**Source excerpt:**
^^^^
Price £28.00   add to cart  
ISBN 0-9526236-4-1
 

Harry Becker’s great passion was to paint the working life of rural Suffolk. In particular he captured farmworkers at their daily tasks ploughing, ditching, hoeing and leading horses in the first decades of the twentieth century. This large-format illustrated biography shows the wide range of his work.
Becker was formally trained and had experience working as a artist in London and on the Continent. Like other impressionists of the period, he stated his aim as being to capture ‘the true light of day’. He shared the ideals of Van Gogh, immersing himself in his rural surroundings, going out to the Suffolk fields to depict the working life around him. And, like Van Gogh, he remained largely unknown in his lifetime. However, a contemporary reviewer described his paintings and lithographs as ‘impressionism at its best ... there is a living power in this artist which very few can approach today, full of sincerity and significance.’
Author David Thompson, who was art critic of The Times for seven years and later Director of the ICA in London, has written extensively on contemporary art and art history.
^^^^
**Extracted records:**
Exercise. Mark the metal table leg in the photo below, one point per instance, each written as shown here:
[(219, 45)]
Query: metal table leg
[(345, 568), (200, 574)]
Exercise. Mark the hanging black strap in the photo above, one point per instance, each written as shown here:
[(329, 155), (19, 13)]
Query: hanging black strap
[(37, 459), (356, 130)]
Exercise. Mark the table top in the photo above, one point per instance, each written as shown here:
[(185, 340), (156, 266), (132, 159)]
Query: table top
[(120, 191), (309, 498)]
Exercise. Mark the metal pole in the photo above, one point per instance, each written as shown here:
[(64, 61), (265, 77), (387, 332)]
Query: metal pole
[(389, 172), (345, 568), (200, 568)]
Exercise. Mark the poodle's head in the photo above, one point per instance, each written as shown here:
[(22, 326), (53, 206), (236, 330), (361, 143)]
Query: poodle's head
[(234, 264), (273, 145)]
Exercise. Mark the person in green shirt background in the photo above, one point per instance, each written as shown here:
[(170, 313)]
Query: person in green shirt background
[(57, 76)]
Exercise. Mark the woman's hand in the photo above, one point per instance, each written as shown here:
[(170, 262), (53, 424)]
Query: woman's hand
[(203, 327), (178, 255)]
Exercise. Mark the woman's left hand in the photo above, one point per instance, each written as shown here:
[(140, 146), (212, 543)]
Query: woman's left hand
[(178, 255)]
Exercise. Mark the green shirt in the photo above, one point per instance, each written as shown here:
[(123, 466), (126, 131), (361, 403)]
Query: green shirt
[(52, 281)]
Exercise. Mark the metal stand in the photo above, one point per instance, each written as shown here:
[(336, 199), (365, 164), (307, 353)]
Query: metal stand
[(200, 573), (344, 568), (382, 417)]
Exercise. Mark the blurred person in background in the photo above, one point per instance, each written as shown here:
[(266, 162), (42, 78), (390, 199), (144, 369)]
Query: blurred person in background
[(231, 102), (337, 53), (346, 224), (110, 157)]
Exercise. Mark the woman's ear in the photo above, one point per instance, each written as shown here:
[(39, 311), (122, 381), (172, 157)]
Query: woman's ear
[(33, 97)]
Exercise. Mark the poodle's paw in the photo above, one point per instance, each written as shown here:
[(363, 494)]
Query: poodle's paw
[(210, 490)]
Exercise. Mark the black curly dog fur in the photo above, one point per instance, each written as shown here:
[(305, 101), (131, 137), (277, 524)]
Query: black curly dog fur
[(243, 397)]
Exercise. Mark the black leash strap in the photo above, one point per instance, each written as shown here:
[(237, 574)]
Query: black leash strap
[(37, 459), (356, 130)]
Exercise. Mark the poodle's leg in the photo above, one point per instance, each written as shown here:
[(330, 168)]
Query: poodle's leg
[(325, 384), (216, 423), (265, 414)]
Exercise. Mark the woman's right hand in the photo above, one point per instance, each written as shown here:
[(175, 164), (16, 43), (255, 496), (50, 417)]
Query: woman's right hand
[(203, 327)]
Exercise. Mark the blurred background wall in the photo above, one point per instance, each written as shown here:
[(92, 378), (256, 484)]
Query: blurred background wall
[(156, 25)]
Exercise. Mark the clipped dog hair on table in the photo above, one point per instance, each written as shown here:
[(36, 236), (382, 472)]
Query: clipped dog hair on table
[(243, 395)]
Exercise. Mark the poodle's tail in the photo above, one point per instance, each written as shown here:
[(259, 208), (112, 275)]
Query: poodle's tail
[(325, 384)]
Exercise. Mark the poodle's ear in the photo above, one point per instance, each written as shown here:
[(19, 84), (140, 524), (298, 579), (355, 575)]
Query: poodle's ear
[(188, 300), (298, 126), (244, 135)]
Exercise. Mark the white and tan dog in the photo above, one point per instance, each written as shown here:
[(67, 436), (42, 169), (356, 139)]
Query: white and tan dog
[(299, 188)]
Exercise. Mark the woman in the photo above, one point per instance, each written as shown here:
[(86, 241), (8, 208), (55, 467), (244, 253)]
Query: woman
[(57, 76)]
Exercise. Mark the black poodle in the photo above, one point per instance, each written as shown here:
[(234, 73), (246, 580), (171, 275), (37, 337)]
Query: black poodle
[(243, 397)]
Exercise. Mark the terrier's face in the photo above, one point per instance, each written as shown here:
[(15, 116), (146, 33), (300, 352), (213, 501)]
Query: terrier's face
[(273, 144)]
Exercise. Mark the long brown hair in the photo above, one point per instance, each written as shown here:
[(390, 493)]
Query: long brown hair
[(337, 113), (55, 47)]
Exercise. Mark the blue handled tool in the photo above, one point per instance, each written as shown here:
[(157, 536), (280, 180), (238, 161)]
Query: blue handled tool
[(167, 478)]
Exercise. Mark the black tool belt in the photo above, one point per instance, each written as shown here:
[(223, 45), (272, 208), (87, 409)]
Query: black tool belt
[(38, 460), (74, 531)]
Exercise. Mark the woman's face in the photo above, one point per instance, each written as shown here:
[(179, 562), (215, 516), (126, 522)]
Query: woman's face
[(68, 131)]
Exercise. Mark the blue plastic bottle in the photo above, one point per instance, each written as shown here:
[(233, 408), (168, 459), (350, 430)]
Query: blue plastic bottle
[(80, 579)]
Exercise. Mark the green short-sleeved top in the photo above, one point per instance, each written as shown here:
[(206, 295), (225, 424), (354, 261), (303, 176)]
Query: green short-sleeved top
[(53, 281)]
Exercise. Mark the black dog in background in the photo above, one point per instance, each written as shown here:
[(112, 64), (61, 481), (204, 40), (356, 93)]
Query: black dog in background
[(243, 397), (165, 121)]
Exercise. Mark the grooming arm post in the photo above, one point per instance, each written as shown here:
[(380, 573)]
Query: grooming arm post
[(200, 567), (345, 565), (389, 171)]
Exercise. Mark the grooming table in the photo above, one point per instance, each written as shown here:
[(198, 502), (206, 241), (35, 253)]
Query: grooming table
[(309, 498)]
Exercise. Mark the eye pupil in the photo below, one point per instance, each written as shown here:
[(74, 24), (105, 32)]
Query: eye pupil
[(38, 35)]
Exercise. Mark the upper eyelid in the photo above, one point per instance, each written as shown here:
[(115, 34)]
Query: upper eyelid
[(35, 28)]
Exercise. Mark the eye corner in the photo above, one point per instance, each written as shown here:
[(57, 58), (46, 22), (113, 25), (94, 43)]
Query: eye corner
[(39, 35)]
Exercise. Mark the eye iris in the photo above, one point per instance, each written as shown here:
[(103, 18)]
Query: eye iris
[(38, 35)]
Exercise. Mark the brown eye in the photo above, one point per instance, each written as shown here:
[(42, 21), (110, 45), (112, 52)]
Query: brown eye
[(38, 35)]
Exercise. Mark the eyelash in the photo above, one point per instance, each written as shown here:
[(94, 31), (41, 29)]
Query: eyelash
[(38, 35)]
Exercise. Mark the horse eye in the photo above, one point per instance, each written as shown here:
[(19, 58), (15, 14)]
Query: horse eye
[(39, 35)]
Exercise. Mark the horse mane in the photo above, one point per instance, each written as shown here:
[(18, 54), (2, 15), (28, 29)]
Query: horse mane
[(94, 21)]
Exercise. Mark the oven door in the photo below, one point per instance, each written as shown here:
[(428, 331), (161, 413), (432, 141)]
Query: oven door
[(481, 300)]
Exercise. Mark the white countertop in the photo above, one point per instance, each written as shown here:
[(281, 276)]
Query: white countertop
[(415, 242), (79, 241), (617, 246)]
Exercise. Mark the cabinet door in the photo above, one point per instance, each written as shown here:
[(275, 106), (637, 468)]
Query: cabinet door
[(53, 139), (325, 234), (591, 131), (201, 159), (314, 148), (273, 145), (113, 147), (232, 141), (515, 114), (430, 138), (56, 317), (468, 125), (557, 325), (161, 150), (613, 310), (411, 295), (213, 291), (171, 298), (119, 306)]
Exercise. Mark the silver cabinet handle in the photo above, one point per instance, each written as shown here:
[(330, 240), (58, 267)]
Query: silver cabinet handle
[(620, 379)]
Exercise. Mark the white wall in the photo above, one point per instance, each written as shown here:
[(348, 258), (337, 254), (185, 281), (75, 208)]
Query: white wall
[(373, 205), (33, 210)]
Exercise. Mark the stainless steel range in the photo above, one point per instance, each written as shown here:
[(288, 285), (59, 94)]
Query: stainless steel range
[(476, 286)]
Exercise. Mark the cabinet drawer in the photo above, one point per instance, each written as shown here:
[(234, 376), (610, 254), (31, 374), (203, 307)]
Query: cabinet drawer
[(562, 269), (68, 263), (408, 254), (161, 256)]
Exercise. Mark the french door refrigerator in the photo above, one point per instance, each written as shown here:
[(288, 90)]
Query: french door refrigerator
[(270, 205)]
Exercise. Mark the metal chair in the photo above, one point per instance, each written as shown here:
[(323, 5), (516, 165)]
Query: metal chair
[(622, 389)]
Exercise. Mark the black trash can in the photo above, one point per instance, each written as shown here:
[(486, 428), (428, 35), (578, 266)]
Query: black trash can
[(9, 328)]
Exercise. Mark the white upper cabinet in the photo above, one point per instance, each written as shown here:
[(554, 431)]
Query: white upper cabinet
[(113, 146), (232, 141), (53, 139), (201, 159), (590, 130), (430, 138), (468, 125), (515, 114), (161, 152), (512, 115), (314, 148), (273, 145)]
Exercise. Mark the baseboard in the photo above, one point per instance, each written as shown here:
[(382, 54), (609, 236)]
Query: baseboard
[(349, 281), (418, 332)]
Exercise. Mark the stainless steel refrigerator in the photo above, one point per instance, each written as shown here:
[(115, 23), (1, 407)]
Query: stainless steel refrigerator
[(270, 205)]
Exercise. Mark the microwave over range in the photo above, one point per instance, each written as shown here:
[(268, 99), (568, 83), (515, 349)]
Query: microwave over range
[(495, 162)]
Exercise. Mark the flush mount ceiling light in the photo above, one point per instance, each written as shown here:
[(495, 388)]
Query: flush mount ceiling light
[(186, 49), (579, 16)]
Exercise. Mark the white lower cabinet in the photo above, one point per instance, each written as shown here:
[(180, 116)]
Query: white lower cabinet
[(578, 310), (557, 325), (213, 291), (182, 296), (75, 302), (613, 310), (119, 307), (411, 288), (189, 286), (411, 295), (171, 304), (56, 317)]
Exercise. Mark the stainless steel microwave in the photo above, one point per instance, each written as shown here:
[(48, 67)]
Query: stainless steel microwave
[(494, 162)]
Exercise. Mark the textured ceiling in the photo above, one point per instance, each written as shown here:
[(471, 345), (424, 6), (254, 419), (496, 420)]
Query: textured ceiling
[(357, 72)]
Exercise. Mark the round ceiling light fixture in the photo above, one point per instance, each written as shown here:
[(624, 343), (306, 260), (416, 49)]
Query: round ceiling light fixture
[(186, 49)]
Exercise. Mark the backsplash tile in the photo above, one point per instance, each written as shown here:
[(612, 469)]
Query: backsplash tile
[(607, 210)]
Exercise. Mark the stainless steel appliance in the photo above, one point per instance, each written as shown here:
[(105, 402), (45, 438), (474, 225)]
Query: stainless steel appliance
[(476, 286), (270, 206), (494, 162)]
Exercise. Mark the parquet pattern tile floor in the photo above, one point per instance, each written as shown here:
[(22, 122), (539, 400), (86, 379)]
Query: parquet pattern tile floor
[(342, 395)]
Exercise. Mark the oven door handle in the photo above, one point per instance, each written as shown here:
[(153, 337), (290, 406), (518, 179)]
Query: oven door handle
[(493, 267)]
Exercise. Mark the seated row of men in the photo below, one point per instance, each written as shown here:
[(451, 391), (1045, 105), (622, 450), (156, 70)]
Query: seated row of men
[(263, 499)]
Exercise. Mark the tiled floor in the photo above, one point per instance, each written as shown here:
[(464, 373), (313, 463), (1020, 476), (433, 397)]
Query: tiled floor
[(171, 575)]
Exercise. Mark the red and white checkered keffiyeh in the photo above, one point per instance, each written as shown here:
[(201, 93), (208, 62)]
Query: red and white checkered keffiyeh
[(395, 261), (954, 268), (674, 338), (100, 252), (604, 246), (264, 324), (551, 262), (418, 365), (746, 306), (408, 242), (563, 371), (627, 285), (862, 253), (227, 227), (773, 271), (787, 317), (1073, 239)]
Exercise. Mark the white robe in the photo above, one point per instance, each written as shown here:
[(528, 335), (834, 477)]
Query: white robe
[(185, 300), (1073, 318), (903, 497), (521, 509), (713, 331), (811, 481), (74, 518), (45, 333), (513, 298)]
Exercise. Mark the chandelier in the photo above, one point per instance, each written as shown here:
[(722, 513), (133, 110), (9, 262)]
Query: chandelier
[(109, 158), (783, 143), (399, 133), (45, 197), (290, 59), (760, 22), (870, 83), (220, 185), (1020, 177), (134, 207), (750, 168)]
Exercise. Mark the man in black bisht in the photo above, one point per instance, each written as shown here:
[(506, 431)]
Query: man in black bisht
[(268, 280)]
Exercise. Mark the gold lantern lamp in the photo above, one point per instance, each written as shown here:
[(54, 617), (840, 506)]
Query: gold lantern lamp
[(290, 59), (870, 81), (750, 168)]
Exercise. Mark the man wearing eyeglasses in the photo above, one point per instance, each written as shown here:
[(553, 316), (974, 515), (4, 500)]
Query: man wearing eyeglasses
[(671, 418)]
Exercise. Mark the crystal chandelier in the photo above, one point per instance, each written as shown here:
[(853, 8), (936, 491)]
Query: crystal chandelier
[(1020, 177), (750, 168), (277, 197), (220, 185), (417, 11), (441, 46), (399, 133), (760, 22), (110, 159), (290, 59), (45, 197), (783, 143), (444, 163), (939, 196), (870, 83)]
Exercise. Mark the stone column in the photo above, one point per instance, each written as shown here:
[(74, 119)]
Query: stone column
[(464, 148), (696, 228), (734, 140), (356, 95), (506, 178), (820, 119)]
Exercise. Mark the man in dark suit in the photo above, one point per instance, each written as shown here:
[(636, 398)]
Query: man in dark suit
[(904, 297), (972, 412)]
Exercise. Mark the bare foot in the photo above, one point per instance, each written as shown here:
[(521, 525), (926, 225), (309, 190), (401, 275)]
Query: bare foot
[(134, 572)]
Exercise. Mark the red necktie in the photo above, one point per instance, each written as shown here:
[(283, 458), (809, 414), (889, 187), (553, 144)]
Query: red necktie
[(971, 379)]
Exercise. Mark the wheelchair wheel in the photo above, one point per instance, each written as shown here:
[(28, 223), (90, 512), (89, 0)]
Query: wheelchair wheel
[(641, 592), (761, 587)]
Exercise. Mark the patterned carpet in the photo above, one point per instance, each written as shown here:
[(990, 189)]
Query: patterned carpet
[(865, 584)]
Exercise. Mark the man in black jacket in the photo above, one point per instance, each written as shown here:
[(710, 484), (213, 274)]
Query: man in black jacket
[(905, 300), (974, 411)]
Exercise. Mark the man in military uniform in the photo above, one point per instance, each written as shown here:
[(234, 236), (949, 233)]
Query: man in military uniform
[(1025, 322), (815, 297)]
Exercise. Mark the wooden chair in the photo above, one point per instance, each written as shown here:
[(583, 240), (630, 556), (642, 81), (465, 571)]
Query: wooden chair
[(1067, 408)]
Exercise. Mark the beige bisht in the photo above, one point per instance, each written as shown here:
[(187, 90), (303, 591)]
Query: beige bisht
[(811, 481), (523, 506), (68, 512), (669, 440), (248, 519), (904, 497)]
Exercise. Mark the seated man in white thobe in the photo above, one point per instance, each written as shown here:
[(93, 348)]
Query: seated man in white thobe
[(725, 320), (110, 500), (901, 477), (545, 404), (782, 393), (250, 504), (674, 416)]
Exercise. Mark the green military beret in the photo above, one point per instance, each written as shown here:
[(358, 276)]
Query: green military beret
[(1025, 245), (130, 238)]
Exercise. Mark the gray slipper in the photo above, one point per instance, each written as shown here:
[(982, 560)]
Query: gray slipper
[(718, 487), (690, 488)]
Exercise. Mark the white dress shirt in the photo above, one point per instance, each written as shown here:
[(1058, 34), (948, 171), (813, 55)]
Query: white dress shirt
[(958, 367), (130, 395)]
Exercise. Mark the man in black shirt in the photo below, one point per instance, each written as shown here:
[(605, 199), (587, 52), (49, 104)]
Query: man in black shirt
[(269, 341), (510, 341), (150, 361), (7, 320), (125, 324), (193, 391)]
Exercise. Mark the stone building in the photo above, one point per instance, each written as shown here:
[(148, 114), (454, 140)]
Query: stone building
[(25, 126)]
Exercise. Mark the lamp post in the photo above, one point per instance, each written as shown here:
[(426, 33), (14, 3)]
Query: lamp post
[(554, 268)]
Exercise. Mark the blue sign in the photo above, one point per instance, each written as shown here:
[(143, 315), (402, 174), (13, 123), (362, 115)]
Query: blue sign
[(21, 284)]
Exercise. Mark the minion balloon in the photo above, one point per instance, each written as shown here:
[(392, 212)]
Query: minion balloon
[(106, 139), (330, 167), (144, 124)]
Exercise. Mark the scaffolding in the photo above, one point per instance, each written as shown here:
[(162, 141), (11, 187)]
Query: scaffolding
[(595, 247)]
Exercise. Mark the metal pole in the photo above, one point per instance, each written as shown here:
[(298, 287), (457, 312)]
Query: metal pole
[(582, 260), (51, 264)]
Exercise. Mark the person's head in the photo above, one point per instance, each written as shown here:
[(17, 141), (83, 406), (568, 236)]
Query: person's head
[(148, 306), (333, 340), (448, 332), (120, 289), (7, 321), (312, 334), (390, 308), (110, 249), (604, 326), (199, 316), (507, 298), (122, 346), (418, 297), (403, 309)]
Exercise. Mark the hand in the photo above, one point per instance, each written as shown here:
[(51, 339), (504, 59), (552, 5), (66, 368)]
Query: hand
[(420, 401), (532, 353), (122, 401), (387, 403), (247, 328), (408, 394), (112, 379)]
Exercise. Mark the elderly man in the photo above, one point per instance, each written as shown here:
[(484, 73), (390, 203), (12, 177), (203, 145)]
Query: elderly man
^^^^
**Problems:**
(1) Summarize the Harry Becker passage in two sentences.
(2) According to the Harry Becker passage, for how many years was David Thompson art critic of The Times?
(3) Write out the Harry Becker passage word for word, from "Harry Becker’s great" to "of his work.".

**Replies:**
(1) Harry Becker painted the working life of rural Suffolk, especially farmworkers ploughing, ditching, hoeing and leading horses in the early twentieth century, and this large-format illustrated biography shows the wide range of his work. Formally trained, he shared the ideals of Van Gogh and, like him, remained largely unknown in his lifetime, although a contemporary reviewer praised his paintings and lithographs as "impressionism at its best."

(2) Seven years.

(3)
Harry Becker’s great passion was to paint the working life of rural Suffolk. In particular he captured farmworkers at their daily tasks ploughing, ditching, hoeing and leading horses in the first decades of the twentieth century. This large-format illustrated biography shows the wide range of his work.